Source records
— start —

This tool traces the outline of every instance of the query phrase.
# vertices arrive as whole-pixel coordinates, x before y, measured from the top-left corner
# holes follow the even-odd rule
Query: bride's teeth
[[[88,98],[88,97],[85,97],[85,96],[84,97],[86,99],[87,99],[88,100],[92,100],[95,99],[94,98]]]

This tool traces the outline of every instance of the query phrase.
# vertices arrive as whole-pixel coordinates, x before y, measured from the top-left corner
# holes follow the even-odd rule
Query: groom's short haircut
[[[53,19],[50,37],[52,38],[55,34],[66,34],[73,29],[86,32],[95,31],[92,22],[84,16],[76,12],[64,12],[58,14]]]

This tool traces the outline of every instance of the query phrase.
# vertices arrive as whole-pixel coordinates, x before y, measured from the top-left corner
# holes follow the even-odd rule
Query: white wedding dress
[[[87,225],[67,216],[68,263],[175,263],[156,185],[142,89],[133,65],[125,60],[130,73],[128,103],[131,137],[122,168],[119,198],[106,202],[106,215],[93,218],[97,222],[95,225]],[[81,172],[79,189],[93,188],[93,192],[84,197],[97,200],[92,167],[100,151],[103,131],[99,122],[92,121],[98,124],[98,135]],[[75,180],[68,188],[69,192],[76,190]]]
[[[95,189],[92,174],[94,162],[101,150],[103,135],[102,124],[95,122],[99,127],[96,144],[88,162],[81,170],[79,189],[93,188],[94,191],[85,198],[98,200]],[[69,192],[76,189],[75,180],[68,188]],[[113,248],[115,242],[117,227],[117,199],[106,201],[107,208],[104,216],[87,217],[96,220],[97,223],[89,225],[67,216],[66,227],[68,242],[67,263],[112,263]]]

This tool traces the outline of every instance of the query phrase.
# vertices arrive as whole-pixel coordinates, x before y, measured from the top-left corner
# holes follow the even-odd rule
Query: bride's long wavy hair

— end —

> _Written task_
Copy all of the source records above line for line, without changing anything.

> _The output_
This tool traces the outline of every instance of the query phrase.
# vertices arrive as whole-pixel coordinates, x before y, measured from the top-left corner
# holes follow the even-odd rule
Query: bride's teeth
[[[88,98],[88,97],[85,97],[85,96],[84,97],[86,99],[87,99],[88,100],[92,100],[95,99],[94,98]]]

This tool traces the outline of every instance of the query phrase.
# vertices arrive as whole-pixel coordinates, x before y, measured from the top-left corner
# holes follow the even-odd rule
Query: groom's short haircut
[[[53,19],[50,37],[52,38],[55,34],[66,34],[73,29],[86,32],[95,31],[92,22],[84,16],[76,12],[64,12],[58,14]]]

This tool traces the outline of every instance of the query phrase.
# vertices arrive as whole-pixel coordinates, x before y, measured from the top-left corner
# holes follow the even-odd rule
Query: white wedding dress
[[[87,225],[67,216],[68,263],[175,263],[156,185],[142,89],[133,65],[125,60],[130,73],[128,103],[131,137],[122,168],[119,198],[106,202],[106,215],[93,218],[97,222],[95,225]],[[81,172],[79,189],[93,188],[93,192],[84,197],[97,200],[92,167],[100,151],[103,131],[99,122],[92,121],[98,124],[98,135]],[[75,180],[68,188],[69,192],[76,190]]]
[[[95,189],[92,174],[94,162],[101,150],[103,135],[102,124],[95,122],[99,127],[96,144],[88,162],[81,170],[79,189],[93,188],[94,191],[85,198],[98,200]],[[69,192],[76,189],[75,180],[68,188]],[[113,248],[115,242],[117,227],[117,199],[106,201],[107,208],[104,216],[87,217],[96,220],[97,223],[89,225],[67,216],[66,227],[68,242],[67,263],[112,263]]]

This tool traces the outline of every instance of the query phrase.
# vertices arrive as whole-pixel coordinates, x before y, measured from the top-left corner
# holes follow the even-odd rule
Query: bride's long wavy hair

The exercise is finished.